TASK: Since only part of the records is wanted, repeat exactly the lines from the one containing "Whereabouts is the white chest" through the last line, both included.

EXTRACTED INFORMATION:

*** Block opens ***

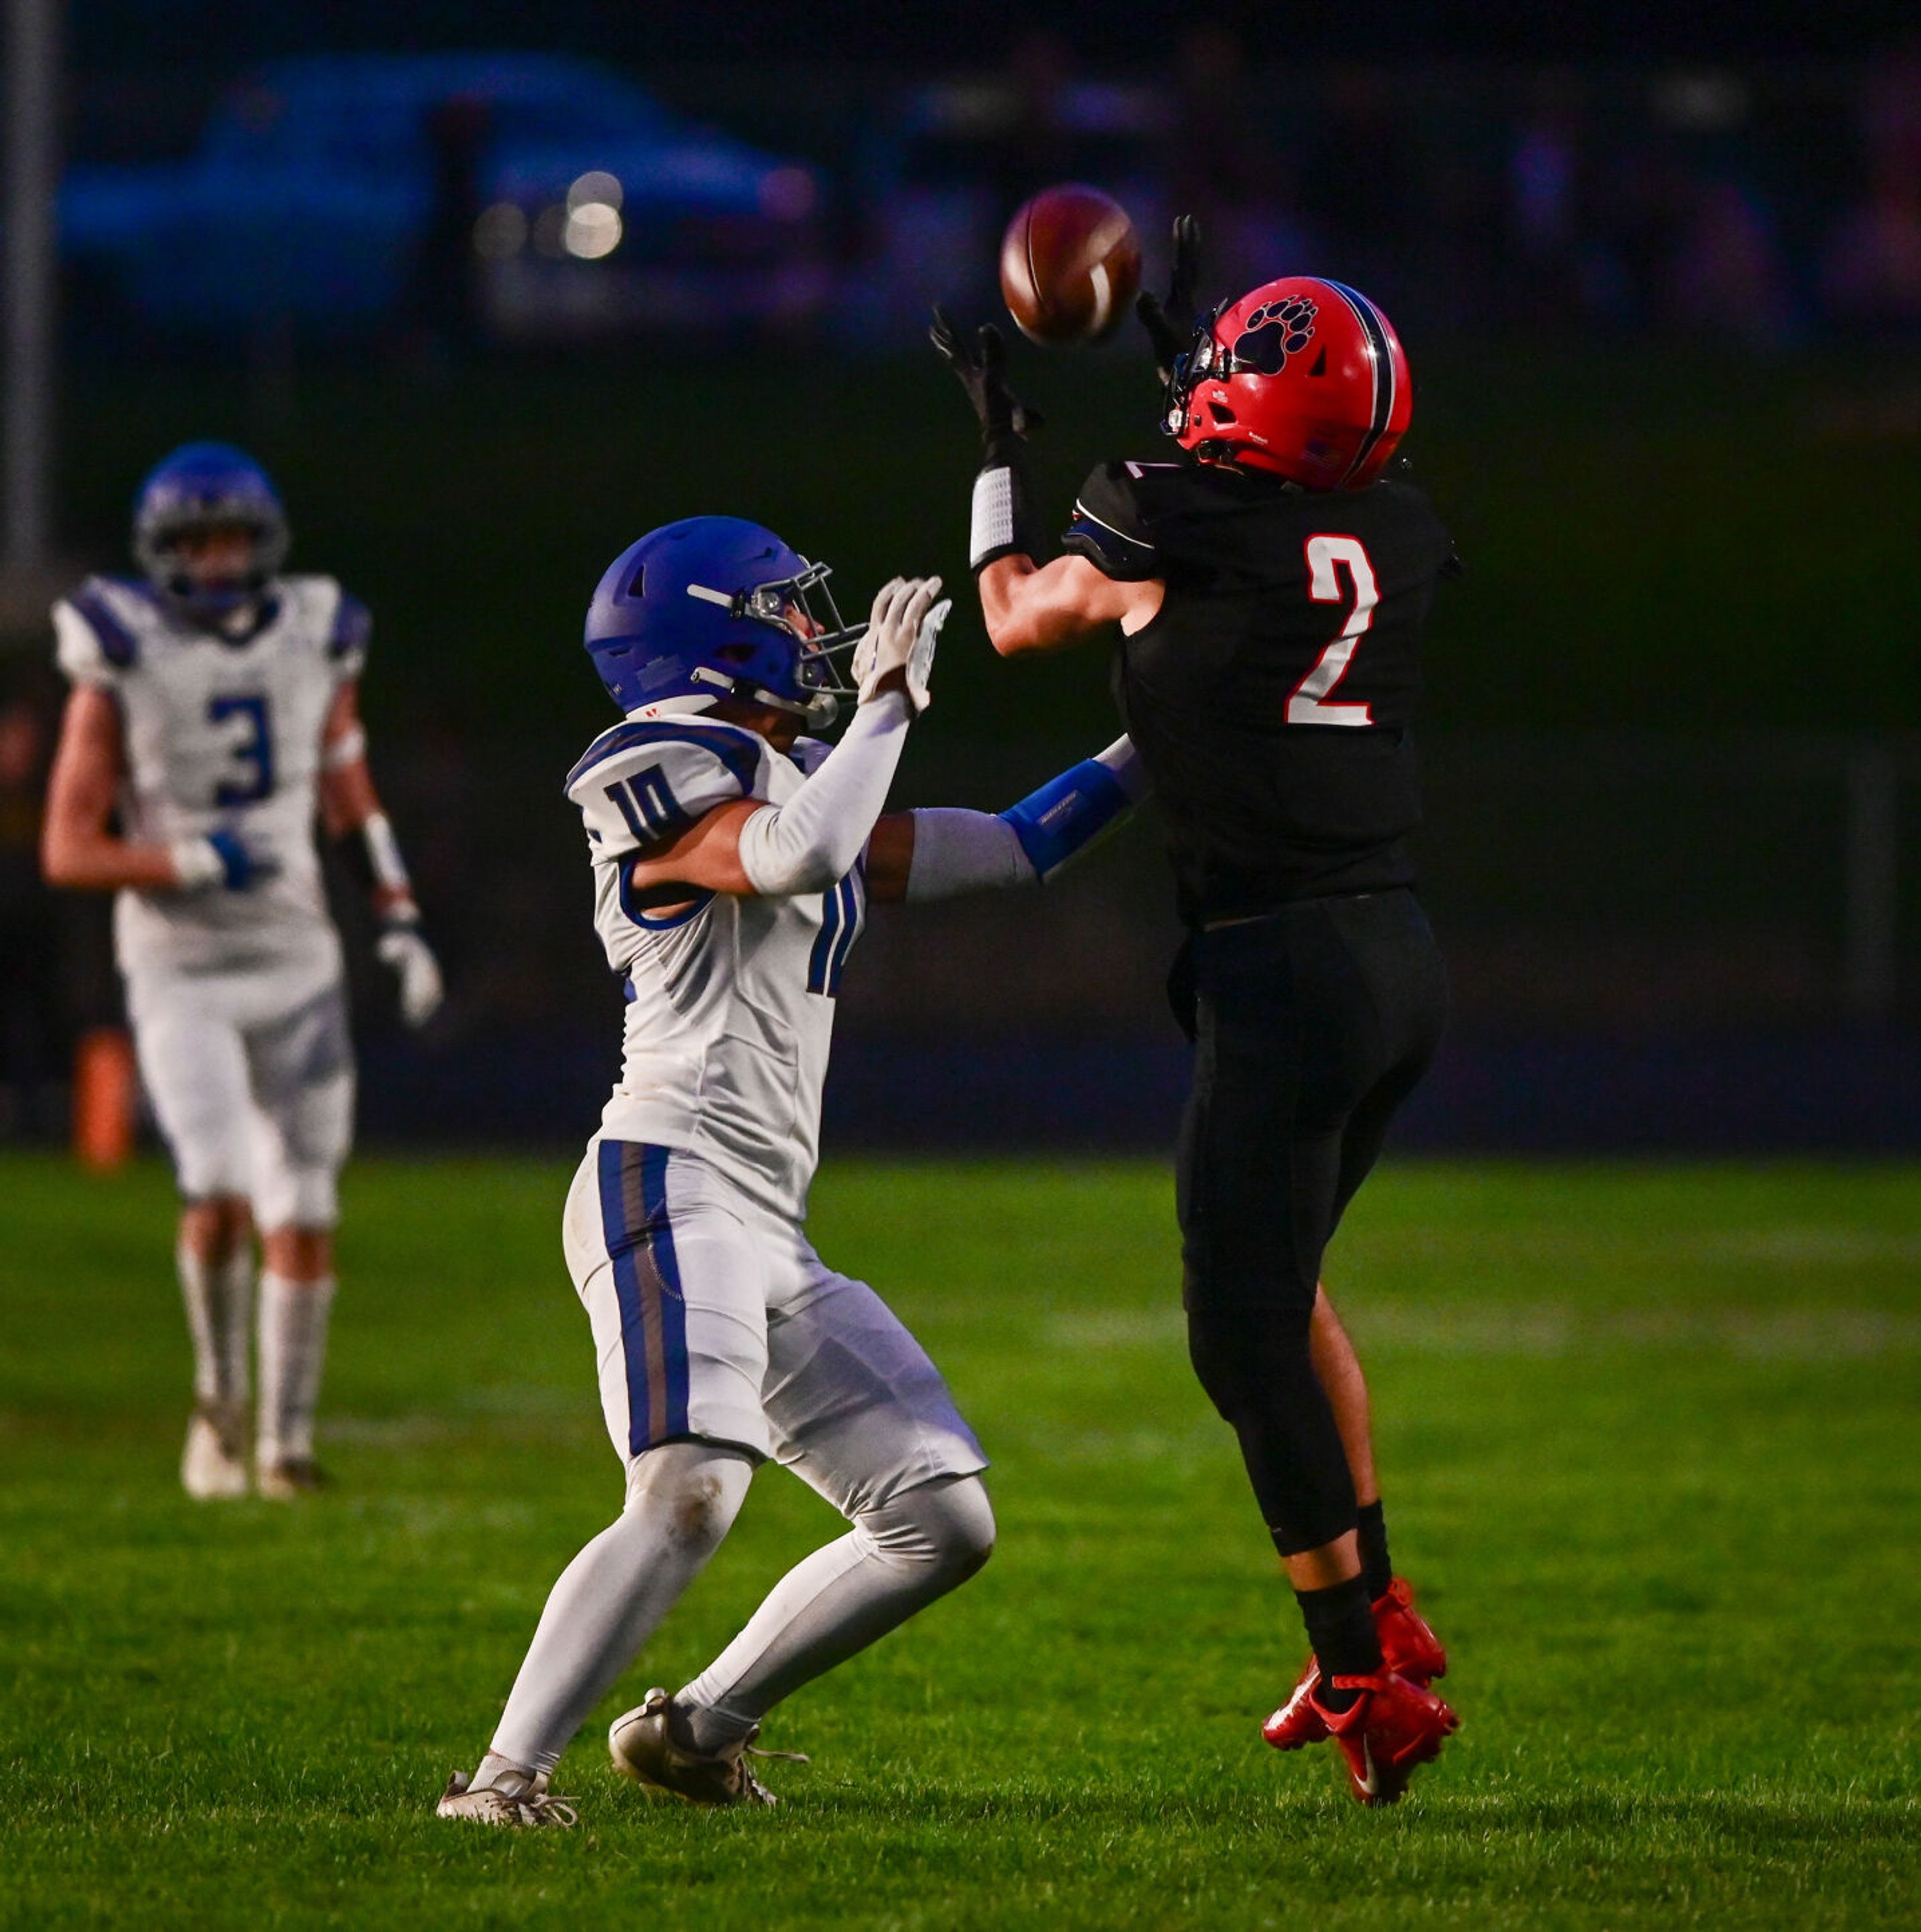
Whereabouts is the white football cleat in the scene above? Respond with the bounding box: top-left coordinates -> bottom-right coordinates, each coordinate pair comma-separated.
180,1402 -> 249,1500
256,1455 -> 329,1502
609,1687 -> 806,1807
435,1769 -> 578,1828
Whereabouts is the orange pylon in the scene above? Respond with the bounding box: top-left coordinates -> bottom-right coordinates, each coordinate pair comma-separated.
72,1026 -> 137,1170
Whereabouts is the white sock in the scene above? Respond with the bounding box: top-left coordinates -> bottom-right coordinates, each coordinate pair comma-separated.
472,1751 -> 542,1798
256,1272 -> 335,1464
178,1240 -> 253,1409
678,1474 -> 995,1753
488,1442 -> 753,1778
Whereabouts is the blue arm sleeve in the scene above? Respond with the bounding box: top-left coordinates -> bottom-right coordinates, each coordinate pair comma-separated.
998,752 -> 1137,884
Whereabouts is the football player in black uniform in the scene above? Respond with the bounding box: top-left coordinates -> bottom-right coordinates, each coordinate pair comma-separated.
933,232 -> 1461,1805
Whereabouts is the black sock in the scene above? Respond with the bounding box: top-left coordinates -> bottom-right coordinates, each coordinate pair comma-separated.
1295,1574 -> 1383,1712
1356,1499 -> 1392,1601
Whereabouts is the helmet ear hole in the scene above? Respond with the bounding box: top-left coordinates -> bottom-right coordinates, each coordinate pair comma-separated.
717,644 -> 755,665
1208,399 -> 1237,425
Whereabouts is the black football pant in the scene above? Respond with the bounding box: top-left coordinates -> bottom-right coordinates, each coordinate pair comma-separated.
1177,889 -> 1448,1557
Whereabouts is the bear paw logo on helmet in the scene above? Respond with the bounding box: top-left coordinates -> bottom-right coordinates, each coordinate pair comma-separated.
1231,296 -> 1317,376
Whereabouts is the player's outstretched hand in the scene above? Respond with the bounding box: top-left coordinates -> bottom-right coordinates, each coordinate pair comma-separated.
377,918 -> 445,1028
929,308 -> 1043,444
1136,213 -> 1203,383
852,575 -> 949,715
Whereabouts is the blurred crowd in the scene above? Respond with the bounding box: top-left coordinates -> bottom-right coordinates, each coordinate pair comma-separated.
850,29 -> 1921,348
52,32 -> 1921,358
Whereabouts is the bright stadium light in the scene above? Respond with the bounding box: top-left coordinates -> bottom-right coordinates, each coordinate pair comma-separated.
566,170 -> 623,213
563,202 -> 622,260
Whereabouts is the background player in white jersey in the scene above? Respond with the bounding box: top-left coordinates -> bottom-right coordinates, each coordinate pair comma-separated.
437,516 -> 1145,1826
41,443 -> 444,1501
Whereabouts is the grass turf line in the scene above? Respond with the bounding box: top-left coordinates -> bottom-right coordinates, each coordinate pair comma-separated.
1,1152 -> 1916,1928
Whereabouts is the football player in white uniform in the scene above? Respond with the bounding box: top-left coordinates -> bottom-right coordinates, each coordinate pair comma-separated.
41,443 -> 443,1502
437,516 -> 1145,1825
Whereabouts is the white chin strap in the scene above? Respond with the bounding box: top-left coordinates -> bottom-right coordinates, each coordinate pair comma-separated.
626,679 -> 837,731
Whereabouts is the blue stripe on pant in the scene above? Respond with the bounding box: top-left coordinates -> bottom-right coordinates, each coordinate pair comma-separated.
595,1140 -> 692,1453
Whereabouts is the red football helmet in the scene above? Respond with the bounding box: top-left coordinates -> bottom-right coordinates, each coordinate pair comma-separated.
1162,276 -> 1412,490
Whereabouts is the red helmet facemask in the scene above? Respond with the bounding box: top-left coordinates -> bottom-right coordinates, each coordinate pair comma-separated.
1161,276 -> 1413,490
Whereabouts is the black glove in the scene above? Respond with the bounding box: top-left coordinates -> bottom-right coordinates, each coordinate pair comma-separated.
1135,213 -> 1204,383
929,307 -> 1043,457
932,307 -> 1051,570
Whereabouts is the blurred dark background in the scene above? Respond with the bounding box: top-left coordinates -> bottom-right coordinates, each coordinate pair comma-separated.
5,0 -> 1921,1154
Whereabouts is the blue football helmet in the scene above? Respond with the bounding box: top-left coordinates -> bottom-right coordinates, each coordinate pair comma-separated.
584,517 -> 863,729
132,442 -> 290,625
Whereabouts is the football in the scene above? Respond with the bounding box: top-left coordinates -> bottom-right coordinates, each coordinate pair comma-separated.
999,184 -> 1142,345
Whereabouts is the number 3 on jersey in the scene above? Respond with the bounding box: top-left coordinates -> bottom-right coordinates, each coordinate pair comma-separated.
1289,535 -> 1378,727
208,694 -> 275,804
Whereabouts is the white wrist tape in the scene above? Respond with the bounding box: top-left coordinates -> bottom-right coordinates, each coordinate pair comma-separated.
969,467 -> 1016,571
736,692 -> 912,897
170,837 -> 225,891
904,809 -> 1036,901
361,812 -> 412,895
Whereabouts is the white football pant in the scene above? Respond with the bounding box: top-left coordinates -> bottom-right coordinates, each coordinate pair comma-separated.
129,970 -> 354,1228
562,1138 -> 987,1503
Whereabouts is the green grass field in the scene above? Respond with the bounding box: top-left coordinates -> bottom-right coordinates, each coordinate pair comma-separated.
3,1152 -> 1917,1928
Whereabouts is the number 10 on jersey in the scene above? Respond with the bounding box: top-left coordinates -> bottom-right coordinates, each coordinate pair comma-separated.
1290,534 -> 1378,728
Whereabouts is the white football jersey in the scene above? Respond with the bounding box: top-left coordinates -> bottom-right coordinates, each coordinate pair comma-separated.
564,715 -> 866,1222
53,573 -> 366,989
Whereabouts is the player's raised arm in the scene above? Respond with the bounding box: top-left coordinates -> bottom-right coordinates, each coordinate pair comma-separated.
976,553 -> 1160,658
930,309 -> 1162,657
316,678 -> 443,1028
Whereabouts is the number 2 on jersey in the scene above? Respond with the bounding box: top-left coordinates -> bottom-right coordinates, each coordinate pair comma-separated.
1289,535 -> 1378,727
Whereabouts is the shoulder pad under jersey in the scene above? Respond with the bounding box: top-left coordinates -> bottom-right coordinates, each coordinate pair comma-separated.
271,575 -> 371,678
1062,461 -> 1164,582
565,718 -> 767,857
325,582 -> 372,674
788,736 -> 833,777
52,575 -> 155,684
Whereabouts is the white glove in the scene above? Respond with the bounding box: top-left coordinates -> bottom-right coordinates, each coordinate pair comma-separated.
851,575 -> 948,714
376,922 -> 444,1028
170,829 -> 279,893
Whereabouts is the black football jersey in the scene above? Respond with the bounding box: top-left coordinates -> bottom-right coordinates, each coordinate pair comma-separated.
1064,457 -> 1454,924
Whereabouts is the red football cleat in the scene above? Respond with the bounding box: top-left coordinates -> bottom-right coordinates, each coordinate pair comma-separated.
1374,1576 -> 1448,1685
1262,1655 -> 1326,1751
1314,1671 -> 1459,1807
1262,1577 -> 1448,1751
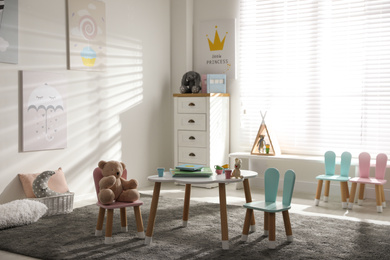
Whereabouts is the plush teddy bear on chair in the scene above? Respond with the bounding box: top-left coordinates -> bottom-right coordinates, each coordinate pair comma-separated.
97,160 -> 140,205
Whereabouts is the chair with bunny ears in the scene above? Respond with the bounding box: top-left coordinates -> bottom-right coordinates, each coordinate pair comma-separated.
348,152 -> 387,213
93,167 -> 145,244
241,168 -> 296,249
315,151 -> 352,208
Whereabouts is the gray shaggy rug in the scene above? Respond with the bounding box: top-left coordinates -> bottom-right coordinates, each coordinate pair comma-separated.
0,195 -> 389,259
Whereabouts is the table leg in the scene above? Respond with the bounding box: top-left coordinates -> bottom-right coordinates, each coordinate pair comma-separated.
145,182 -> 161,245
182,184 -> 191,227
242,179 -> 256,232
218,183 -> 229,250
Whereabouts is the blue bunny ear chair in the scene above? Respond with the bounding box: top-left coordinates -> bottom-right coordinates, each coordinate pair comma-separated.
241,168 -> 296,249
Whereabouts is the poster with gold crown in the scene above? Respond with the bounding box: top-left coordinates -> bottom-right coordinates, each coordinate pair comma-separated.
197,19 -> 236,79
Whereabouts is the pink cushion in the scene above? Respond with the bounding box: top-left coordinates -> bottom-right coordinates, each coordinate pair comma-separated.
18,168 -> 70,198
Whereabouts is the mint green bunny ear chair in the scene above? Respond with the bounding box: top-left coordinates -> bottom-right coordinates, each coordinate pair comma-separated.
241,168 -> 296,249
315,151 -> 352,209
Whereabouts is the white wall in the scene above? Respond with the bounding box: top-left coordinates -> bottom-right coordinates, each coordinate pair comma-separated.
0,0 -> 172,203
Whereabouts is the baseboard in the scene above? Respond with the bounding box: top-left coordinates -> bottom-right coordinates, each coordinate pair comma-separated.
74,192 -> 96,203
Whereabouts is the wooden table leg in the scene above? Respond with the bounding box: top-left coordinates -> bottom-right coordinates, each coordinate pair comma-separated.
242,179 -> 256,232
145,182 -> 161,245
182,184 -> 191,227
218,183 -> 229,250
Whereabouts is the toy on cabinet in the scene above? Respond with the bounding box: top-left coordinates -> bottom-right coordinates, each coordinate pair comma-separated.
180,71 -> 202,94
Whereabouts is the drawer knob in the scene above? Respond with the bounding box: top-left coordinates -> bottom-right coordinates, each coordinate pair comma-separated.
188,102 -> 195,107
189,136 -> 196,140
189,153 -> 196,157
188,119 -> 195,124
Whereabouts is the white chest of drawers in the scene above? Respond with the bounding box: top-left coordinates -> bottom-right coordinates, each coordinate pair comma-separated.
173,93 -> 230,187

*** Block closes ***

OUTPUT OF THE TASK:
Whereabouts is the white chest of drawers in the scene above? Respond with the bounding box: top-left coordinates -> bottom-right coordinates, each coordinate pair comma-separated.
173,93 -> 230,187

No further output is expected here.